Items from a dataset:
=-=-=-=-=

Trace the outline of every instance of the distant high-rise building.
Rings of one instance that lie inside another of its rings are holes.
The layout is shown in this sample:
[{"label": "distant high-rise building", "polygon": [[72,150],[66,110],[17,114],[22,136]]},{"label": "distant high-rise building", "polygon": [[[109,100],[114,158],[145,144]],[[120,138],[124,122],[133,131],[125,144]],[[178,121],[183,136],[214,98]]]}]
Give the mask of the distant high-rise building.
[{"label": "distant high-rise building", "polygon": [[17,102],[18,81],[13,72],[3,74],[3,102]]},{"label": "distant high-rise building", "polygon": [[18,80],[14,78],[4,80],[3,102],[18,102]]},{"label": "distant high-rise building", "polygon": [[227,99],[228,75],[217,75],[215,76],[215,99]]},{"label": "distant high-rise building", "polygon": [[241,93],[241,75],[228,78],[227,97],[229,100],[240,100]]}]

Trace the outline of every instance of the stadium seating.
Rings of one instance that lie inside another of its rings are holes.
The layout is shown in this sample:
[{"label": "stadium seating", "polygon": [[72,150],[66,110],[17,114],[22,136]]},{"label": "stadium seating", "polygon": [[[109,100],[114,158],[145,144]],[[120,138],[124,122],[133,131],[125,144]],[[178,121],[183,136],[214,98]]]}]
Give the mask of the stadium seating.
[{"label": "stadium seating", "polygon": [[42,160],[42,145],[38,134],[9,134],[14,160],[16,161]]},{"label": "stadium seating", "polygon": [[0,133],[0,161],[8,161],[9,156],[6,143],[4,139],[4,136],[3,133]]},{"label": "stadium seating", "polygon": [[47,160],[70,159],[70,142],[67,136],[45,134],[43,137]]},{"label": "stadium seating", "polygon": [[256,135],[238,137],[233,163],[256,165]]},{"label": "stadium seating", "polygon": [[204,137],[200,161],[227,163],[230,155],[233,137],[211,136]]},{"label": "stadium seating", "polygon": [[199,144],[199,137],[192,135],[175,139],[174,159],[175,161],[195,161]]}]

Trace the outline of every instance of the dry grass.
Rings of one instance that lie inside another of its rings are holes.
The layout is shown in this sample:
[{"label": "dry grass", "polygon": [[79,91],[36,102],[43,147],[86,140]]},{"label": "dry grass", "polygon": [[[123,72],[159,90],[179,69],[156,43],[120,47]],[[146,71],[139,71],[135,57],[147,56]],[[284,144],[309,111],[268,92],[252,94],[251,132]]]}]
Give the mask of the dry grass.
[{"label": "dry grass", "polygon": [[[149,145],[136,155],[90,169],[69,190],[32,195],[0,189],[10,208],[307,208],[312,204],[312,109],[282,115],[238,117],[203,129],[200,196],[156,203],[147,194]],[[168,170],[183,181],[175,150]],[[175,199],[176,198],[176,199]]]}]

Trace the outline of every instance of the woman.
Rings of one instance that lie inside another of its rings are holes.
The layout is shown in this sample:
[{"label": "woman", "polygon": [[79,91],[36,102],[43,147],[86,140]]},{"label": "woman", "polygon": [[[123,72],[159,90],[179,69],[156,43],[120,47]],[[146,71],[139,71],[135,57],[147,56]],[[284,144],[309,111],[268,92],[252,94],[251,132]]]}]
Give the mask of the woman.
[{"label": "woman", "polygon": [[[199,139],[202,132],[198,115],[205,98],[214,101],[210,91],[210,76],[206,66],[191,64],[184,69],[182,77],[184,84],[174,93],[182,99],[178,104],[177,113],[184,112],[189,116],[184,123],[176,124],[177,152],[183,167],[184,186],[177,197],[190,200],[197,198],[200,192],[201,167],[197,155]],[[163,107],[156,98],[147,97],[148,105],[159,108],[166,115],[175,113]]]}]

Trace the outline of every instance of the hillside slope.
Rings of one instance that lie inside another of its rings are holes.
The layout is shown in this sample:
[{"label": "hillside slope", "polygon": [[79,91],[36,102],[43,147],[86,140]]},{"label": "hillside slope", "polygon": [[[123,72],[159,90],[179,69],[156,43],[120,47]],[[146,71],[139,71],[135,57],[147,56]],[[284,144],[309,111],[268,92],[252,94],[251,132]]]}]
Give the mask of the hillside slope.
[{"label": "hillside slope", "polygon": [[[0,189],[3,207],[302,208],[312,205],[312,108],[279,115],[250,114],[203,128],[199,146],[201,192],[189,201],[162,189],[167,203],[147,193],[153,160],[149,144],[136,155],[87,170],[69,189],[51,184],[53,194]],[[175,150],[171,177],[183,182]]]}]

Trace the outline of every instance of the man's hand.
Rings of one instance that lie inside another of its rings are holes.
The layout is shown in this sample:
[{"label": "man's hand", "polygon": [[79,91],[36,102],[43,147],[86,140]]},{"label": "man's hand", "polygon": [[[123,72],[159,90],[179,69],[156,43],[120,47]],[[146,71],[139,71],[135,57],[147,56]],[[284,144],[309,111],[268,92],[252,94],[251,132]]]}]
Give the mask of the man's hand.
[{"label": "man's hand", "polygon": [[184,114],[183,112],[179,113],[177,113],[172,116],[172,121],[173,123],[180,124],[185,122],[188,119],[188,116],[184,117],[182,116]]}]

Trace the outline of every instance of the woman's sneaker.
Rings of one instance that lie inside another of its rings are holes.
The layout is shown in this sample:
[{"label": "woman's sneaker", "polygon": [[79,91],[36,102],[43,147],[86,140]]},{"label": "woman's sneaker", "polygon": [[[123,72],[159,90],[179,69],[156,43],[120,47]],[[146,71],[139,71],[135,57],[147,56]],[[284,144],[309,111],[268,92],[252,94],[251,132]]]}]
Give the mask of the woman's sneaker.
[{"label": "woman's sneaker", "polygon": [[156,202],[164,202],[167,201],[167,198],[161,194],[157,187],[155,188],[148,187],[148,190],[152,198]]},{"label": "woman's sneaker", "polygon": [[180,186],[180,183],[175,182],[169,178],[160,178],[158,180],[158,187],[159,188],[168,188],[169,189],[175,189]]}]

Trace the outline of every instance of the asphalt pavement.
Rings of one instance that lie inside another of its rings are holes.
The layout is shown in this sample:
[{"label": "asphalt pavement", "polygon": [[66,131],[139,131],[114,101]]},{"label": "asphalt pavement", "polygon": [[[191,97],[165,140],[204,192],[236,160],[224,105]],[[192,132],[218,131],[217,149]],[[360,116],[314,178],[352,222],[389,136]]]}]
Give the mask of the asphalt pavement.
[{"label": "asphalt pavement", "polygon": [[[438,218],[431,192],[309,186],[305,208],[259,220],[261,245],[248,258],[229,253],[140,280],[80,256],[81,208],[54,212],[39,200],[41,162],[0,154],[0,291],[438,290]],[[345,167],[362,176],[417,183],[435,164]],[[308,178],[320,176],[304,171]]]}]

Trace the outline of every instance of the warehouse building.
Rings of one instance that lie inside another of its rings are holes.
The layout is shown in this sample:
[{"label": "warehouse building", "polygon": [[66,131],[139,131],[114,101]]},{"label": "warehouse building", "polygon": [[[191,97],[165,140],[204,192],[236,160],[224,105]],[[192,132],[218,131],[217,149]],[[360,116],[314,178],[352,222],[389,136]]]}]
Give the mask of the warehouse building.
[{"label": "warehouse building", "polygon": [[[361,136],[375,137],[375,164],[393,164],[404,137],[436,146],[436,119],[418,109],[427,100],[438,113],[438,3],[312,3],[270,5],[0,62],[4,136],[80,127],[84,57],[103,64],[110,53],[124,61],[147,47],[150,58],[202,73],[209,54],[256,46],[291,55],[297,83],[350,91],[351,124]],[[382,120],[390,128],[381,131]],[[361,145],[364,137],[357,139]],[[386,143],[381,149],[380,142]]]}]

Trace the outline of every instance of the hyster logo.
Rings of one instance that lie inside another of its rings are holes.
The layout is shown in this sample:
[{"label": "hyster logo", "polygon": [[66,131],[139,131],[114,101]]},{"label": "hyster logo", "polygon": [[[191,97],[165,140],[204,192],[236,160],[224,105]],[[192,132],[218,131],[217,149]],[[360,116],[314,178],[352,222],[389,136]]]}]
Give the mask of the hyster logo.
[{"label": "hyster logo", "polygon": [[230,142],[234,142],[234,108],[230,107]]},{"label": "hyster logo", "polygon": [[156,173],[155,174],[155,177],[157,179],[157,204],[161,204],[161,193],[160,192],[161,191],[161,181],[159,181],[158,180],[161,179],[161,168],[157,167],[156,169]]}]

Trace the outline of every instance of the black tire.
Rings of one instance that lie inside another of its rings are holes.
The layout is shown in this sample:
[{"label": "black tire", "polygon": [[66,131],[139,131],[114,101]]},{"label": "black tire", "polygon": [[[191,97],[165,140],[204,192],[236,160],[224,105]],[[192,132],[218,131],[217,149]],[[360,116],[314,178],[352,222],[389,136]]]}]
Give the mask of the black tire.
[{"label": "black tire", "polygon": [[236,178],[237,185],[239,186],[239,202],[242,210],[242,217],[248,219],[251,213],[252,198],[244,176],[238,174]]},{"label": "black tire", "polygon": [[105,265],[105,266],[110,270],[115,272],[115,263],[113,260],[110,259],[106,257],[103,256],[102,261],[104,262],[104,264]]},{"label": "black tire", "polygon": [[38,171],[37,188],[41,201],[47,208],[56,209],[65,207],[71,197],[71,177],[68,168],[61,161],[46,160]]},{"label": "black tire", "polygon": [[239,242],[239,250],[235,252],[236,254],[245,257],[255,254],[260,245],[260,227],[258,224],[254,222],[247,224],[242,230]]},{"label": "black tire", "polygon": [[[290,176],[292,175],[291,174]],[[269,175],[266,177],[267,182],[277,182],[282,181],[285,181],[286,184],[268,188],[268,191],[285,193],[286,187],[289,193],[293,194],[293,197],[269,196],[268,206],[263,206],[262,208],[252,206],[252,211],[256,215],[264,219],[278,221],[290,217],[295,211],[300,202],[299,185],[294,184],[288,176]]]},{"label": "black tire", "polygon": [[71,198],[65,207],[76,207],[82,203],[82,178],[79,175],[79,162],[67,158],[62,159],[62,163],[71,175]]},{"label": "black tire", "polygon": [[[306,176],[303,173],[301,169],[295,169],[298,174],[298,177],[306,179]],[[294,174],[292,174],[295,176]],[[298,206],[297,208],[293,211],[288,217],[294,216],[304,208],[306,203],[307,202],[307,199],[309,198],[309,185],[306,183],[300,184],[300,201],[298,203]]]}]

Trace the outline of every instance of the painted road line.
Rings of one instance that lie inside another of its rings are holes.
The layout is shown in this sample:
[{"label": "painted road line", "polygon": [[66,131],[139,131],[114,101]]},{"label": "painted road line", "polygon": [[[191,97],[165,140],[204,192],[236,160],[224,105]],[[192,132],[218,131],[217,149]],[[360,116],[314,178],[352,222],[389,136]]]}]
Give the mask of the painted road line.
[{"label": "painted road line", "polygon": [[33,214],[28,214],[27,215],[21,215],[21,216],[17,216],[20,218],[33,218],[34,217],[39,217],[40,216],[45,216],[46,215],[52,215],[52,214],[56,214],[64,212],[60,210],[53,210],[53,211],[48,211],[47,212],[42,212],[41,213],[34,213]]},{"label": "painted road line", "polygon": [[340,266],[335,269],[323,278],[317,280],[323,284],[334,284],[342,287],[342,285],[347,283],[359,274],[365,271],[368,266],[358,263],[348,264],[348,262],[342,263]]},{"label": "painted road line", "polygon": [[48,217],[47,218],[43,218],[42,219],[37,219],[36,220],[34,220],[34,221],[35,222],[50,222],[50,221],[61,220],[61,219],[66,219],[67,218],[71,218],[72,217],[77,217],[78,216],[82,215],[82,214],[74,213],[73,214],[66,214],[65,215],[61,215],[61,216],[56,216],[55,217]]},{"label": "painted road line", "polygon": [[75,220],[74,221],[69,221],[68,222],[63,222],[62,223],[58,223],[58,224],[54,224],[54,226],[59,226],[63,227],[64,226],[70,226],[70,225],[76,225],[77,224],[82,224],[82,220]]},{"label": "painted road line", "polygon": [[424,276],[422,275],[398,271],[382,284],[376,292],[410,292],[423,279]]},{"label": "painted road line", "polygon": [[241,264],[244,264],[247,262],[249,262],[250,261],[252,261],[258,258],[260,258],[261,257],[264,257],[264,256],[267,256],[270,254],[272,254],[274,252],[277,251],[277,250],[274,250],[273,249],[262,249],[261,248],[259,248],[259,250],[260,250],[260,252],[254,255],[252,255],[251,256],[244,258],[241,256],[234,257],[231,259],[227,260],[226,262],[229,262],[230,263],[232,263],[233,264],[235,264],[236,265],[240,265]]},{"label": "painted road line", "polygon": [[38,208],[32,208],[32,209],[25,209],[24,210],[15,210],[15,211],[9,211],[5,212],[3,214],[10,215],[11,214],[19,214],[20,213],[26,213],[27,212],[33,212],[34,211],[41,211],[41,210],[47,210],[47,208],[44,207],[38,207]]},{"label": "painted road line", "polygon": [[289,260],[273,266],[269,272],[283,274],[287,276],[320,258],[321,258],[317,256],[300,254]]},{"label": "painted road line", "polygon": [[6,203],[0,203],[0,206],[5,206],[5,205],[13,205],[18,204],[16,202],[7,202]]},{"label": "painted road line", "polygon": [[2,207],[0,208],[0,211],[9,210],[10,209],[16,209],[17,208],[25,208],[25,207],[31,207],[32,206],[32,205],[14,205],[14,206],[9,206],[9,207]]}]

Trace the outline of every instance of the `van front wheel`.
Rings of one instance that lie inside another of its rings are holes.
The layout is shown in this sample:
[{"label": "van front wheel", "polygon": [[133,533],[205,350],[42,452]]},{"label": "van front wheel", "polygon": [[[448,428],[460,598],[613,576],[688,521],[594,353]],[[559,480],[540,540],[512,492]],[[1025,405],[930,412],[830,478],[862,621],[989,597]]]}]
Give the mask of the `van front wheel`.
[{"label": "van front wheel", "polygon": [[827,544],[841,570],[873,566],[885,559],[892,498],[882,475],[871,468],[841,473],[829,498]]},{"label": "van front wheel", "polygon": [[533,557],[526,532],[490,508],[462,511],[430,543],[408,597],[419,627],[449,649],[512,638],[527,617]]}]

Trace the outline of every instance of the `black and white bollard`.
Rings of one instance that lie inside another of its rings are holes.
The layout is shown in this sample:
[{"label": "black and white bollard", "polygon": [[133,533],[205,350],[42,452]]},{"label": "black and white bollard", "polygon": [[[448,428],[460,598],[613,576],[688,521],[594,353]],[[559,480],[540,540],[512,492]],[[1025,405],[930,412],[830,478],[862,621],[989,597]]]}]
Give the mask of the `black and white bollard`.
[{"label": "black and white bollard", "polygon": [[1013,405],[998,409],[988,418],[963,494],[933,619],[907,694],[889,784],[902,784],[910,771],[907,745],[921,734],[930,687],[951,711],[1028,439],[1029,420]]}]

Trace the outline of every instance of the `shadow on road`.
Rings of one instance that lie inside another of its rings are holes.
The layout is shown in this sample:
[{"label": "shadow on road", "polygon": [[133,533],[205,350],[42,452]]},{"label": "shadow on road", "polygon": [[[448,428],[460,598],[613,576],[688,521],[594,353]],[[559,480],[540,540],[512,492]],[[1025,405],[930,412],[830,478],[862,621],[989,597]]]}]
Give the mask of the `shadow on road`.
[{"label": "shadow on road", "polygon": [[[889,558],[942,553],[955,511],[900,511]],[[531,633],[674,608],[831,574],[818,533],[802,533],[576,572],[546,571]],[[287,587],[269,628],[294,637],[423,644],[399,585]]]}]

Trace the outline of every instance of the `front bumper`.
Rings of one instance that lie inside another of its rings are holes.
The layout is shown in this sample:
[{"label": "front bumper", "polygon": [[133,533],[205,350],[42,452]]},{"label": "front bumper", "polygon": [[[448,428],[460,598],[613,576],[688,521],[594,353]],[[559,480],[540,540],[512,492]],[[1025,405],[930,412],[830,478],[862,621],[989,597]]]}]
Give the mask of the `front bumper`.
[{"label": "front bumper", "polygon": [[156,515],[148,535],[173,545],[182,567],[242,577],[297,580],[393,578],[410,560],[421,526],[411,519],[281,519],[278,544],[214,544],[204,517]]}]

=-=-=-=-=

(TASK DESCRIPTION)
Give the lines of the data above as a JSON list of strings, one string per line, starting with the line that contains "Trace the outline of every instance of the painted" and going on through the line that contains "Give the mask of the painted road line.". Include both of those lines, leave out any blank lines, and give nothing else.

(REPLY TO THE TASK)
[
  "Trace the outline of every instance of the painted road line.",
  "Rings of one instance that lie inside another of its rings are holes.",
  "The layout is shown in this sample:",
  "[{\"label\": \"painted road line\", \"polygon\": [[66,131],[139,131],[114,101]]},{\"label\": \"painted road line\", \"polygon\": [[[191,97],[165,140],[204,192],[236,160],[224,105]],[[192,132],[218,131],[217,149]],[[360,116],[314,178],[352,222],[389,136]]]}]",
  "Give the mask of the painted road line."
]